Through the line that contains "trailer with a point.", return the data below exactly, starting at its first line; leave the rest out.

===== INPUT DATA =====

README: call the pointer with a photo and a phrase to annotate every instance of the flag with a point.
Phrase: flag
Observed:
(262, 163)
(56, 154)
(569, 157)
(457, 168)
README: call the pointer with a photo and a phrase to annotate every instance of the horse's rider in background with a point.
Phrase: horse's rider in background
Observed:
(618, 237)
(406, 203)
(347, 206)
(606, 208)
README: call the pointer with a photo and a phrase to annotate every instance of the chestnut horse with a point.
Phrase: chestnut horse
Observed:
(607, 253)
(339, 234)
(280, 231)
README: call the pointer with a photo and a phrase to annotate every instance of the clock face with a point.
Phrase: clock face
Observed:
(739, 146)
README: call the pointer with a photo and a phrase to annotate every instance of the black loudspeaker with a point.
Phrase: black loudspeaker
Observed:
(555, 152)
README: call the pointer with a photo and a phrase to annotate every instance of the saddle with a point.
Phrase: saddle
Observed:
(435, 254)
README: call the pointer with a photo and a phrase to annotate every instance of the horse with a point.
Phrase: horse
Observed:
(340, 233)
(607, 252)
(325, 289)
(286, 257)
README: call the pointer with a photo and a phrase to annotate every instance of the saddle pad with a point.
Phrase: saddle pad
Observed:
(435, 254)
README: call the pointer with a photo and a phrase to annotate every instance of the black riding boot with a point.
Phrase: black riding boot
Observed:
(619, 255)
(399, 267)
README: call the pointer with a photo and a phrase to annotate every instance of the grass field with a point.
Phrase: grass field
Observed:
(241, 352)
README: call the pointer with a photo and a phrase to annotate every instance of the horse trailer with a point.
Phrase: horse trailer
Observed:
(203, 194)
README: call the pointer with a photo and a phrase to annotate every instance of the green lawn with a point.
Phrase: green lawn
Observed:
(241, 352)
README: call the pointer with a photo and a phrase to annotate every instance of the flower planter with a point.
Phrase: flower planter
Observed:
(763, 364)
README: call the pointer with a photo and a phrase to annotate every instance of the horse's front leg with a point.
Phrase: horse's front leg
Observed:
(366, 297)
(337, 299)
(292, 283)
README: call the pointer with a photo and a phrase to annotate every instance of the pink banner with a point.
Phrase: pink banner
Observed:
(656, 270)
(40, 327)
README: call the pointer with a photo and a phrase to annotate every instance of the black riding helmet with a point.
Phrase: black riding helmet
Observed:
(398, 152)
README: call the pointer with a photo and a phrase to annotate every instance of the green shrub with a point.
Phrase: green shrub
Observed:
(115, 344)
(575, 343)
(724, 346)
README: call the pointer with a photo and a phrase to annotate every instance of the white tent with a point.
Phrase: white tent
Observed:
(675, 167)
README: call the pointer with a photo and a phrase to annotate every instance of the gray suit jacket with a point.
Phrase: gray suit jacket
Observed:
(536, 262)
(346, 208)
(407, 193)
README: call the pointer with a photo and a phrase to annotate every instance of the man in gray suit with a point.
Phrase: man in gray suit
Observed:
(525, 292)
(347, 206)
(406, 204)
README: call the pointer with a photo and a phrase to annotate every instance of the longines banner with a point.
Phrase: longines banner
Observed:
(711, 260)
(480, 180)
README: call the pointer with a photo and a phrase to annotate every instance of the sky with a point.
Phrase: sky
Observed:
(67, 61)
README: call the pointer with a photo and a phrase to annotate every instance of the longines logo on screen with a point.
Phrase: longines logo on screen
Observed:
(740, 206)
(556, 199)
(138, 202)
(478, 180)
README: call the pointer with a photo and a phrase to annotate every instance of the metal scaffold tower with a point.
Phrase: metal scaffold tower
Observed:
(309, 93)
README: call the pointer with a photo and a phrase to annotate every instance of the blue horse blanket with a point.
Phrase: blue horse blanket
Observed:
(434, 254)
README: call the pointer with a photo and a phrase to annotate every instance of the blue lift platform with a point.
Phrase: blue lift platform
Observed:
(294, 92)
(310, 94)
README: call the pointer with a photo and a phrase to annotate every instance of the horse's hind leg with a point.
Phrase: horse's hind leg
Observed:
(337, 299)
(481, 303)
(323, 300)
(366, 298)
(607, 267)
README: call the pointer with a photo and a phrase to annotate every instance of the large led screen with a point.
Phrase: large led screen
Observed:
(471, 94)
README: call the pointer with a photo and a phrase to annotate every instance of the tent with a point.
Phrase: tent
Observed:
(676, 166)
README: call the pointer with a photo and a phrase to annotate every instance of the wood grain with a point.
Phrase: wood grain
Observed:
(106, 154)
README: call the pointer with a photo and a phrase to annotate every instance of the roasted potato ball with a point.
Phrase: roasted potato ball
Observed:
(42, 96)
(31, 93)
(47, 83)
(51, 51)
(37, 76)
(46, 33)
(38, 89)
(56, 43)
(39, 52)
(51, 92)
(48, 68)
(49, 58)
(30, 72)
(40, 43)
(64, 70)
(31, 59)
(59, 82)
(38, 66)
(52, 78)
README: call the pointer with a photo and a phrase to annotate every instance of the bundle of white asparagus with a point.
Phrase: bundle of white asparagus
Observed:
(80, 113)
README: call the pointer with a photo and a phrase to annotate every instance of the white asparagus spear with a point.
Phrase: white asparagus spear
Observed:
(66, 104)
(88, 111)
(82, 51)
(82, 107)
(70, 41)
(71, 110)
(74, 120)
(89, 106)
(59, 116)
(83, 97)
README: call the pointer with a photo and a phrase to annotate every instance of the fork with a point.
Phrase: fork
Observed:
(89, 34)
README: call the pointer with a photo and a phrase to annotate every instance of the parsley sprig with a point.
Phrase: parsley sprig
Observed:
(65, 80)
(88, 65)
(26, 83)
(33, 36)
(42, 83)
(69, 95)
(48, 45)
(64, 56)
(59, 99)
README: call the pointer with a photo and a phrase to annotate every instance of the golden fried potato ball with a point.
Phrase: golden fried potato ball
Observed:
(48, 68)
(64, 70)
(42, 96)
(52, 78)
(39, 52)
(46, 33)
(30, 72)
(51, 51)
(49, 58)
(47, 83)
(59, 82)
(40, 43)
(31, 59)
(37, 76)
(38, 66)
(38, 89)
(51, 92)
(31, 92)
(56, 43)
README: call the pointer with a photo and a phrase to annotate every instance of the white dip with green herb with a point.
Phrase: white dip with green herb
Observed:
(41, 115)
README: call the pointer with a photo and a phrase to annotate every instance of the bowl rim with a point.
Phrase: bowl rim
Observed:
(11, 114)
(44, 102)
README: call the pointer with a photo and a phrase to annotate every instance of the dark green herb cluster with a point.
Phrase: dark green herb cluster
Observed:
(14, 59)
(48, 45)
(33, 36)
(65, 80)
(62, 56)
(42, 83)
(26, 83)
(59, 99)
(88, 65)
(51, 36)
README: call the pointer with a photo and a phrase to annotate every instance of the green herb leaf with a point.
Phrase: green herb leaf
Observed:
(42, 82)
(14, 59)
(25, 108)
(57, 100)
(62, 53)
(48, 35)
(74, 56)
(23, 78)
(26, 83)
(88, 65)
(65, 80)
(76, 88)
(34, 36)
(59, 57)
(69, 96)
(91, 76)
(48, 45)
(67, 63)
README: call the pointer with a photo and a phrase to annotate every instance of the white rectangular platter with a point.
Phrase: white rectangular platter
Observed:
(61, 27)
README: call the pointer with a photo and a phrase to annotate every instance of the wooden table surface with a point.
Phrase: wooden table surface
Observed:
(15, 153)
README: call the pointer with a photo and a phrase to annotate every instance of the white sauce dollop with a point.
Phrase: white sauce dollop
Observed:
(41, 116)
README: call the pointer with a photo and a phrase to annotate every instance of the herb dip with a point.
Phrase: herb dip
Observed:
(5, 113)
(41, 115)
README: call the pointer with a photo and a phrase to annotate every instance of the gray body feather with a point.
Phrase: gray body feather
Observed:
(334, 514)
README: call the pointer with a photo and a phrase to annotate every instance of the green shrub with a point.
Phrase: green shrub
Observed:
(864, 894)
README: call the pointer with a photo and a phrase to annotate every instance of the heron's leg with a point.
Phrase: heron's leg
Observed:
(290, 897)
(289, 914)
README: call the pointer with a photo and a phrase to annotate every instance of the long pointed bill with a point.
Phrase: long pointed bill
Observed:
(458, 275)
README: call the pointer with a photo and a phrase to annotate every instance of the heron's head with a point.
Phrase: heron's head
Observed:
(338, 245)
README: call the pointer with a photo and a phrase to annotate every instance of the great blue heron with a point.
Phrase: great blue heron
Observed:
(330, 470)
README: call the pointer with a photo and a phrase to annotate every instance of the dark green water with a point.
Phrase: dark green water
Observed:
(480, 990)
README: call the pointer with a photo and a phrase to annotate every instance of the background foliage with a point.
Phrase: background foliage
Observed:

=====

[TASK RESPONSE]
README: call the pointer with a photo and a phrase to annotate every instance of the flag with a point.
Phrase: flag
Observed:
(262, 163)
(56, 154)
(569, 157)
(457, 168)
README: call the pointer with a photo and a phrase to annotate every instance of the horse's rider in background with a point.
Phrase: horse's rider in background
Observed:
(618, 237)
(406, 203)
(347, 206)
(606, 208)
README: call the pointer with a photo and a phrase to annotate every instance of the chestnut horse with a point.
Phrase: chestnut horse
Observed:
(607, 253)
(339, 234)
(280, 231)
README: call the pointer with a photo and a phrase to annotate every instance of the clock face with a point.
Phrase: clock face
Observed:
(739, 146)
README: call the pointer with a photo and a phrase to annotate every instance of the black loudspeaker with a point.
Phrase: black loudspeaker
Observed:
(555, 152)
README: call the pointer with a photo and a phrase to annotate every instance of the saddle with a point.
Phrase: saddle
Observed:
(435, 254)
README: call the pointer with a photo and a phrase to annotate every instance of the horse with a point.
Phrase: horse
Observed:
(340, 233)
(607, 252)
(325, 289)
(286, 257)
README: call the pointer with a photo and a phrase to annotate every instance of the saddle pad with a point.
Phrase: saddle pad
Observed:
(435, 254)
README: call the pointer with a photo and a phrase to annotate every instance of the black riding boot with a point.
Phrase: black riding boot
Observed:
(619, 255)
(399, 267)
README: call the pointer with a photo and a phrase to annotate every instance of the grass field with a point.
Phrase: grass field
Observed:
(241, 352)
README: call the pointer with a photo and a phrase to annotate every instance of the horse trailer with a point.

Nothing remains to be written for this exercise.